** TASK DETAILS **
Convert the lines from the one containing "For each target, whether" through the one containing "box: [223, 311, 294, 359]", inclusive, into a Markdown table with the columns No. and Text, skipping blank lines.

** INFORMATION SHOWN **
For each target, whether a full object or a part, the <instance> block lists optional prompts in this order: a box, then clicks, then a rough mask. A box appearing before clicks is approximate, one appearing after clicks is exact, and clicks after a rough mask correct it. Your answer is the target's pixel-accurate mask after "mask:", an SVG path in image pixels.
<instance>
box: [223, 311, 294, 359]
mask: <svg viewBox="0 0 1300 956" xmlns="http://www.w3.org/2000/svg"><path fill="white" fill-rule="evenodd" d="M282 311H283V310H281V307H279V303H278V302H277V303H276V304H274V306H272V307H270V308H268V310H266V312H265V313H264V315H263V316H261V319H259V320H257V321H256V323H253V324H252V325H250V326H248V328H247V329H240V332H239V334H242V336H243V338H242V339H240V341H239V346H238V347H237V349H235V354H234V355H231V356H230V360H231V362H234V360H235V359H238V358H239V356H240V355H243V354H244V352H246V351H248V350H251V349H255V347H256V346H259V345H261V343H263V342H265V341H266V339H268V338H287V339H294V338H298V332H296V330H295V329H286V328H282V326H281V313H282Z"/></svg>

* * *

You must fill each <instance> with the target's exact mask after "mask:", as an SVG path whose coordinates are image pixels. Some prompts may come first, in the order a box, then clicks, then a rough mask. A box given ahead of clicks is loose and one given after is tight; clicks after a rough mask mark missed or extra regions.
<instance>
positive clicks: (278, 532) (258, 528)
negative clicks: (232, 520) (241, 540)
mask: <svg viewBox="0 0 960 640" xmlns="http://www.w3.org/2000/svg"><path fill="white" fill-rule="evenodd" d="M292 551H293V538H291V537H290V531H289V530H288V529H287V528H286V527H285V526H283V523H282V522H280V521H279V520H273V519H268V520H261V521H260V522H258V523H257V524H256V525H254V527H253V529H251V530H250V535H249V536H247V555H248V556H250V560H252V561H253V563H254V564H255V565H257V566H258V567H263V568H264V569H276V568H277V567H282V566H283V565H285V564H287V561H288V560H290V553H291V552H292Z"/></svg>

...

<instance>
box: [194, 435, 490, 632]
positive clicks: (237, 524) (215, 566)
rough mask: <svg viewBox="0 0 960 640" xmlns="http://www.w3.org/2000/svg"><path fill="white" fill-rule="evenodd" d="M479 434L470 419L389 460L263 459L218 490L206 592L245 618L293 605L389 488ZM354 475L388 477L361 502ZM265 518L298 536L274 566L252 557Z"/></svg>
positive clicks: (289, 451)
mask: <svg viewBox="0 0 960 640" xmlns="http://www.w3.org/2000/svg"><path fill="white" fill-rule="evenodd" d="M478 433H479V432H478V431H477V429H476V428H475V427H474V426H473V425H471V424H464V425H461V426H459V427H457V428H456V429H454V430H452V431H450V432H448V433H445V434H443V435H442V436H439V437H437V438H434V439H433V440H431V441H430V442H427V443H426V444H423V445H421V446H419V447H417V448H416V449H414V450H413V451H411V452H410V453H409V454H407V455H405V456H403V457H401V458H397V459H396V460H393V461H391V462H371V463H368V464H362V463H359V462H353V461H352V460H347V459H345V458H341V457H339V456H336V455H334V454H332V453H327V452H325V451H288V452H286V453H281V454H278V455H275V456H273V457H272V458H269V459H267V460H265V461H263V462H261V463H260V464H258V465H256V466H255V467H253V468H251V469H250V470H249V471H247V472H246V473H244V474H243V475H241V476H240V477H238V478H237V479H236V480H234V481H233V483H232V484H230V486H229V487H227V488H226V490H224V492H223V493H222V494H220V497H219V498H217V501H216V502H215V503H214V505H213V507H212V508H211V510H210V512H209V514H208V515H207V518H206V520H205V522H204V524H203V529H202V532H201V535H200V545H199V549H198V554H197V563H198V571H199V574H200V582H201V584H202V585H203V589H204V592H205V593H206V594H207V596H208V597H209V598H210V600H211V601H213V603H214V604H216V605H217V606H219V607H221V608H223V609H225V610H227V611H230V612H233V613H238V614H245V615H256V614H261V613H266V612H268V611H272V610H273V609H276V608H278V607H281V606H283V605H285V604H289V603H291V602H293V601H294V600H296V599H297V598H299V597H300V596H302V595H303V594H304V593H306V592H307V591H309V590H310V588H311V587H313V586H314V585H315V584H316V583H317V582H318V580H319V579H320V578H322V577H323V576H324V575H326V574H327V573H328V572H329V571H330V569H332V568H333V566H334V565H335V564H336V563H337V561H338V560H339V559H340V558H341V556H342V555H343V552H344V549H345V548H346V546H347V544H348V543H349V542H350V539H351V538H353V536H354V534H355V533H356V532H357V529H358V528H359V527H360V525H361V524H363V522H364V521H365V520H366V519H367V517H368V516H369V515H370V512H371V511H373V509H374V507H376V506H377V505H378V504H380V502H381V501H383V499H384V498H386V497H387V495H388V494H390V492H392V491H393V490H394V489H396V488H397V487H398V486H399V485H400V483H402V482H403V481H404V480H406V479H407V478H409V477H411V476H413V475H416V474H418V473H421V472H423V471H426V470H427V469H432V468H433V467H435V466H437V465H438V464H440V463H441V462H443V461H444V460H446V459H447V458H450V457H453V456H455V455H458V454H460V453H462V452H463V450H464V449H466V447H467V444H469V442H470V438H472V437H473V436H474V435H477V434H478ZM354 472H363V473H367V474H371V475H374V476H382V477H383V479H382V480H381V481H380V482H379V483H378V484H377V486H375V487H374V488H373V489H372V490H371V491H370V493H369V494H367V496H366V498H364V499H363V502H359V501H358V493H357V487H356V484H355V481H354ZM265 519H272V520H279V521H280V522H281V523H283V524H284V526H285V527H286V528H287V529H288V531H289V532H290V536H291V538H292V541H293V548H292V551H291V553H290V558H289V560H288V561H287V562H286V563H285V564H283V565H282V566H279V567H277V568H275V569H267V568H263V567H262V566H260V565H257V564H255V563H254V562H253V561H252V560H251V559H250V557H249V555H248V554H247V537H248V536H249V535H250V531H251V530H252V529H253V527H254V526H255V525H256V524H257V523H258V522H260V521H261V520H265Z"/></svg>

** REPLY **
| No. | Text |
|---|---|
| 1 | For each target, whether a full object or a part, the <instance> block lists optional prompts in this order: a box, then clicks, then a rough mask. A box appearing before clicks is approximate, one appearing after clicks is exact, and clicks after a rough mask correct it. Your answer is the target's pixel-accurate mask after "mask:", an SVG path in image pixels. |
| 2 | <instance> |
| 3 | box: [223, 311, 294, 359] |